> **STATED TASK A**: In the film synopsis below, which mountainside does Kim decide to climb on her own?
□ □ □
Kim (Julia Boracco Braaten) is passionate about climbing, looking forward to a long summer's adventure at a climbing camp in WOLF SUMMER. Because her mom, Cecilie (Line Vernda), has left Kim overnight at home alone before the camp is to begin, she isn't informed when the camp is canceled. Now, completely on her own, Kim decides to take off and climb Norway's East Wall, a treacherous, steep mountainside that is a climbing challenge even for experts. Kim's journey is quickly aborted when she falls and is badly hurt. Taking shelter in a lean-to deep in the forest, Kim comes face to face with an injured wolf and her pup. It's a stand-off, until the wolf and girl are confronted together by a dangerous predator. A remarkable friendship begins when they all survive. Soon Kim becomes the only ally the wolves have when she discovers that the mom and pup are being pursued by team of relentless shepherd/hunters, one of them maniacal, who are aware that the wolf has killed their sheep. Kim's quest to save the wolves is complicated when her mom, finally aware of the girl's plan, arrives home and sets out to find her daughter.
□ □ □
> **STATED TASK B**: Gather every line in the records that contains the string "gray", and treat uppercase and lowercase as different.

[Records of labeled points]
□ □ □
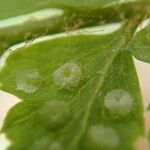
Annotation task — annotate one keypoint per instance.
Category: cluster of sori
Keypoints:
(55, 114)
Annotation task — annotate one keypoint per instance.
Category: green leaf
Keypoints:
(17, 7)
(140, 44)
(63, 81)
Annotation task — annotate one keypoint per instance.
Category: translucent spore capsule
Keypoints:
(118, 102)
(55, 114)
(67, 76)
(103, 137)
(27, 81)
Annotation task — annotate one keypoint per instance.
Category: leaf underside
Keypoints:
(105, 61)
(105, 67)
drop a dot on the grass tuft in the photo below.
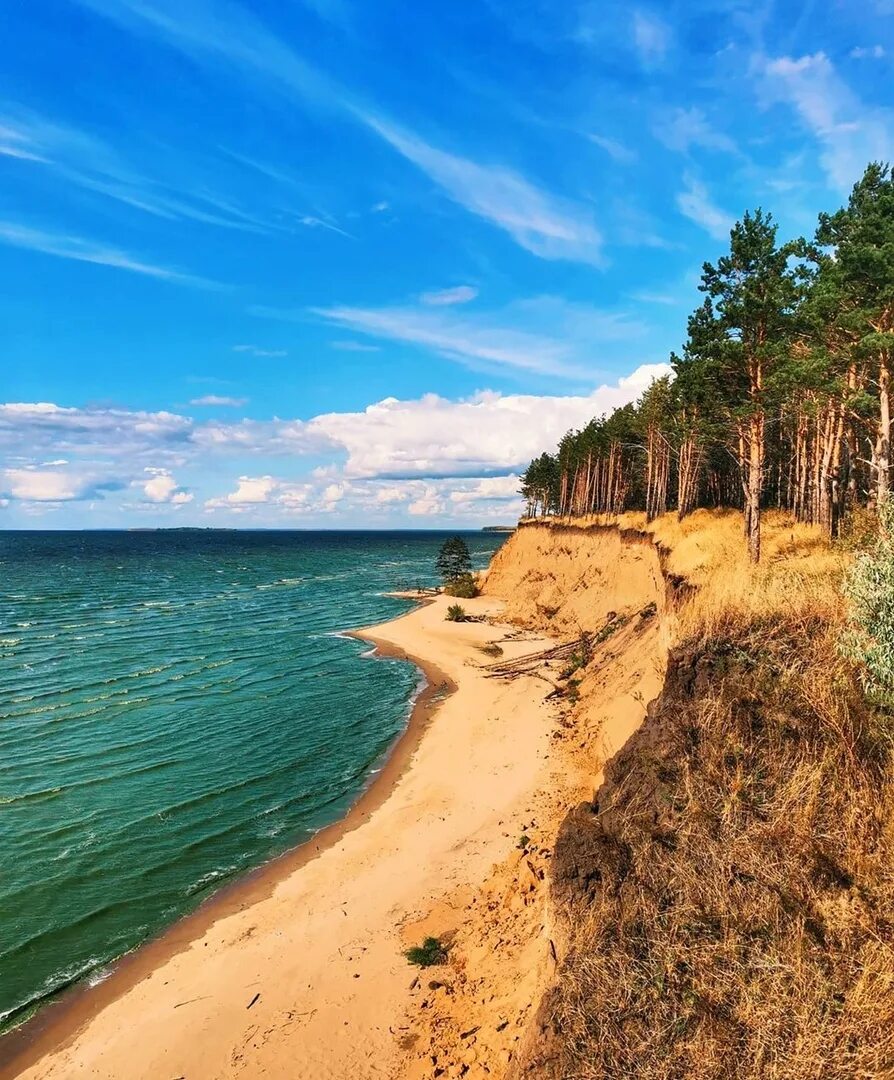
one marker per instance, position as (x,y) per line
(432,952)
□ □ □
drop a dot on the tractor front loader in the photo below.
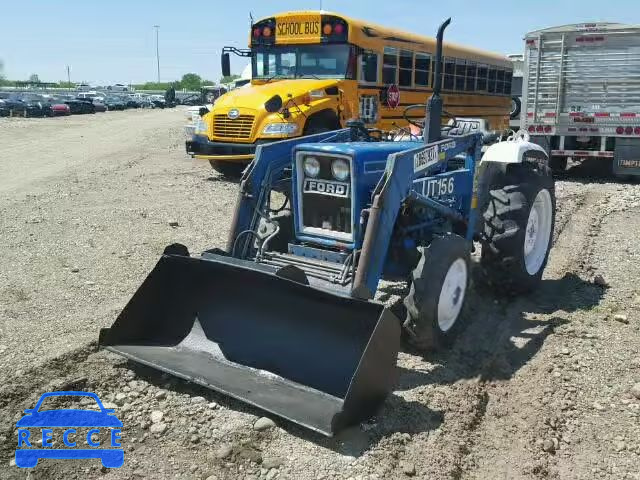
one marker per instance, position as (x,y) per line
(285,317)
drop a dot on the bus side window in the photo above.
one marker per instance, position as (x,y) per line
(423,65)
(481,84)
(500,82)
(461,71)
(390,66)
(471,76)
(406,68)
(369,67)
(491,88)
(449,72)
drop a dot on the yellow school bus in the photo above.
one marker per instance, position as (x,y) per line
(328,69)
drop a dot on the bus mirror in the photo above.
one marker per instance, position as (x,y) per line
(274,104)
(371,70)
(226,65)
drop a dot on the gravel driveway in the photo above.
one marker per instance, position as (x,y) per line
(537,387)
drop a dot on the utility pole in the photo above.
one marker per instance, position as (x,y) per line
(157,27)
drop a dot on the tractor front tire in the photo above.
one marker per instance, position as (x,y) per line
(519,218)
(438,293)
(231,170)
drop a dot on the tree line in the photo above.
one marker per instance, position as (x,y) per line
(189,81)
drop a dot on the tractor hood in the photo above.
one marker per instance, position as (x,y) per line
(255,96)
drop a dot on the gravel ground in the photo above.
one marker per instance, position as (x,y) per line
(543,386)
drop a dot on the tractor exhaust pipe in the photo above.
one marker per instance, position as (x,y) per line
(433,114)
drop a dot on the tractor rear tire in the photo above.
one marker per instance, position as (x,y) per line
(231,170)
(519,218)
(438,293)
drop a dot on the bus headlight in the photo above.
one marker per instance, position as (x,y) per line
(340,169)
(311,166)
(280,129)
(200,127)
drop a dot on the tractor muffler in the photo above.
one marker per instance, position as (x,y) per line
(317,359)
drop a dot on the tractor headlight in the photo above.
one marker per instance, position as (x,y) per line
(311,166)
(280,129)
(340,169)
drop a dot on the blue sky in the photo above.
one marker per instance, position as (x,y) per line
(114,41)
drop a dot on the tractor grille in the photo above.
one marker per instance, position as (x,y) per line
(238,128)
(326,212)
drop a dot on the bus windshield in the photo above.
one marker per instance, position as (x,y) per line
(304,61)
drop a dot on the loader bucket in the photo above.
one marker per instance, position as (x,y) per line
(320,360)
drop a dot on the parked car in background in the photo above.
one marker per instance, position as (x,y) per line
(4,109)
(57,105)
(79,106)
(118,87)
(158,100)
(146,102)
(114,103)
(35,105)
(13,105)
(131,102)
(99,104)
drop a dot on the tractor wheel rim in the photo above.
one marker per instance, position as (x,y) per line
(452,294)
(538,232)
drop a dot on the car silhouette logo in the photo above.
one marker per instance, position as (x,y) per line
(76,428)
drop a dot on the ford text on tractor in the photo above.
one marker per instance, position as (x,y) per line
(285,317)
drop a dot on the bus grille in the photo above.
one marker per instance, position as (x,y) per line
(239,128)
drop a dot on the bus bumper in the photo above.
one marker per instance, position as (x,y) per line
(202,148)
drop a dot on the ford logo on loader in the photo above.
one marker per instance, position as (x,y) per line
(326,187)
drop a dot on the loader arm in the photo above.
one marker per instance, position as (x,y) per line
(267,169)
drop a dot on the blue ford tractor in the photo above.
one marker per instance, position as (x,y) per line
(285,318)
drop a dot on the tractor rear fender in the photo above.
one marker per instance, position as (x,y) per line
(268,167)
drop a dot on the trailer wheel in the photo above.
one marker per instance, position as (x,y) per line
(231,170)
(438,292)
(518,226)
□ □ □
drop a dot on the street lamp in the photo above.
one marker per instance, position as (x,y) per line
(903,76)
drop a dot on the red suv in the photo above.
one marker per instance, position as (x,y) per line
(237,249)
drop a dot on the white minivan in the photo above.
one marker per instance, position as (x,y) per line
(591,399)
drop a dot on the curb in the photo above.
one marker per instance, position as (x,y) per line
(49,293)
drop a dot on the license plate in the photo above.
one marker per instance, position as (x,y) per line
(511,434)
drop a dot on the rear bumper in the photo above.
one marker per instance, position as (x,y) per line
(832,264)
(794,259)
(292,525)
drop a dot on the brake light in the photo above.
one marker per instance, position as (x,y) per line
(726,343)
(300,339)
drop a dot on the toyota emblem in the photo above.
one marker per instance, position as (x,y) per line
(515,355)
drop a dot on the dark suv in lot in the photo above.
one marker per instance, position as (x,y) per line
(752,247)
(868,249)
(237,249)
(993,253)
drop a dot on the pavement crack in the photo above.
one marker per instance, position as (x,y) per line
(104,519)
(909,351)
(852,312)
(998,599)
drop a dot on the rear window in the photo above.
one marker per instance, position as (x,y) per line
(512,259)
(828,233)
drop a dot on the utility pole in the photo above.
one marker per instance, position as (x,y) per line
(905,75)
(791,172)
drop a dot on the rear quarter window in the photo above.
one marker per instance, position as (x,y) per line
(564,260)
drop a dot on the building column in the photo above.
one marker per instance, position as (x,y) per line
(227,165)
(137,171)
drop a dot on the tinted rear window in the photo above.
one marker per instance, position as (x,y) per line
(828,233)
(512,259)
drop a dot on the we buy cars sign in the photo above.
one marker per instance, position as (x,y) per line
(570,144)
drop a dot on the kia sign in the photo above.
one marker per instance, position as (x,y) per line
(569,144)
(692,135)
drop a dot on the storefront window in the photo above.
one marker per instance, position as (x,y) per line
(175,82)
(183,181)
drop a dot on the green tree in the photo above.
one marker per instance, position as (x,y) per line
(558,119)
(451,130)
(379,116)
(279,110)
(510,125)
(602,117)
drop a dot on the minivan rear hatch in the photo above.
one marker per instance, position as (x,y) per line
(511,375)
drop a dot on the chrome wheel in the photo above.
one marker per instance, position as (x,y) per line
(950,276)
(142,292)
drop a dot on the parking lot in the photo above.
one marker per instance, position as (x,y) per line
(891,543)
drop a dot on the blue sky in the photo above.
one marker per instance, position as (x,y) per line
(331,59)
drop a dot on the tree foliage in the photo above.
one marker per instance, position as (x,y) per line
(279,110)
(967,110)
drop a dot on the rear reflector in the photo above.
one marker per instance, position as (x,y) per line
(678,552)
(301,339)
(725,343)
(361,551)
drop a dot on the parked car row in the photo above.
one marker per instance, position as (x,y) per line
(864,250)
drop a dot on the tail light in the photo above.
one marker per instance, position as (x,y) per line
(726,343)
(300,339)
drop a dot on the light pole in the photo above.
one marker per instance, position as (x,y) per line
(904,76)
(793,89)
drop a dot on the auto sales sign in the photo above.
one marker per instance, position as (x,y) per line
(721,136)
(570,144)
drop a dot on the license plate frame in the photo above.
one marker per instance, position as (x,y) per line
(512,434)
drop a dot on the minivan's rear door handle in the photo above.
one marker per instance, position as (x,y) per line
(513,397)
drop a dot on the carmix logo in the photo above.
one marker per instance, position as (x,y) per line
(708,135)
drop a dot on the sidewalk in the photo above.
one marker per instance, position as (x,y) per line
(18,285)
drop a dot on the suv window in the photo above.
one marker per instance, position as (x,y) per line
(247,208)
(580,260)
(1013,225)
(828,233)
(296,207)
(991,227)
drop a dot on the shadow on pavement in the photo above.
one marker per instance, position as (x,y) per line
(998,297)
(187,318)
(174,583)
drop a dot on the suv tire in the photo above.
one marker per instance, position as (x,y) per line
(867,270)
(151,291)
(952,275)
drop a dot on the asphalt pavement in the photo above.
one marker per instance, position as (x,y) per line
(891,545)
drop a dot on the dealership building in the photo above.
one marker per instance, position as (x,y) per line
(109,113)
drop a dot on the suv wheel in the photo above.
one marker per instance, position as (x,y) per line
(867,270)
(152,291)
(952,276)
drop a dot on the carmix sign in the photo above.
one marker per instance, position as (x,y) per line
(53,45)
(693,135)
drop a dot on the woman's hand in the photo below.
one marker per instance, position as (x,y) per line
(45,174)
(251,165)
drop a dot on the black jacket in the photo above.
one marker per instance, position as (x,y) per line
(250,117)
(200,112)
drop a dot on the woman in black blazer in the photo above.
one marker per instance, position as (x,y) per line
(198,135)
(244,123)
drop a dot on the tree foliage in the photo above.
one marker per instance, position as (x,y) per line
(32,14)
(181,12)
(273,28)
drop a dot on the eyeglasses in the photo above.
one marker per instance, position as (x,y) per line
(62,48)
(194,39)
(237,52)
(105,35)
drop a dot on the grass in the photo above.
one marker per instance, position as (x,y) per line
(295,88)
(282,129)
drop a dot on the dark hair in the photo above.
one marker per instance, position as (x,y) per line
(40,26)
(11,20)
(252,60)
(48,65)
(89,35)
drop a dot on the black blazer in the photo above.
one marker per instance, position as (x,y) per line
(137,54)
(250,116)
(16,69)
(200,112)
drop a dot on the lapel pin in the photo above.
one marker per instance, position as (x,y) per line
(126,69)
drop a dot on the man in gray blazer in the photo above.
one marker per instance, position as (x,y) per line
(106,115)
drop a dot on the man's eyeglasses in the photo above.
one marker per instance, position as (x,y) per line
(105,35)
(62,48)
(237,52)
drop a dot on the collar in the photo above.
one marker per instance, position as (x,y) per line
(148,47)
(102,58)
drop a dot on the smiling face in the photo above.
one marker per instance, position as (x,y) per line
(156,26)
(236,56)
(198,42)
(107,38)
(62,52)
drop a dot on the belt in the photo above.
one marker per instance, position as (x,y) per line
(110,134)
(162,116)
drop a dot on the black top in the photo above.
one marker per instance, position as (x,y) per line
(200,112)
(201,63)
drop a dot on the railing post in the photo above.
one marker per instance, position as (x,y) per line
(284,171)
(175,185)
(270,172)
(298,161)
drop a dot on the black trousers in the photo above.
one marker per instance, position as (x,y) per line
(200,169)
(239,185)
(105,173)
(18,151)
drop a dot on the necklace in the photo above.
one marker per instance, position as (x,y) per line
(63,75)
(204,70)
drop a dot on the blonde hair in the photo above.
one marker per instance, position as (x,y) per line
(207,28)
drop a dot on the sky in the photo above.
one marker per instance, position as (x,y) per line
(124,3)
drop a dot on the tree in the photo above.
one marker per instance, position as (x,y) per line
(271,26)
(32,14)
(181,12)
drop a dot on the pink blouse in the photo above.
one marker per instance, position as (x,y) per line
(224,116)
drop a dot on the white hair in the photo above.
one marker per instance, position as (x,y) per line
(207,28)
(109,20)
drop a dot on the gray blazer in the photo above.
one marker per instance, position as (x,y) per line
□ □ □
> **FULL ANSWER A**: Norway's East Wall.

> **FULL ANSWER B**:
drop a dot on the man in gray blazer in the photo above.
drop a dot on the gray blazer in the photo above.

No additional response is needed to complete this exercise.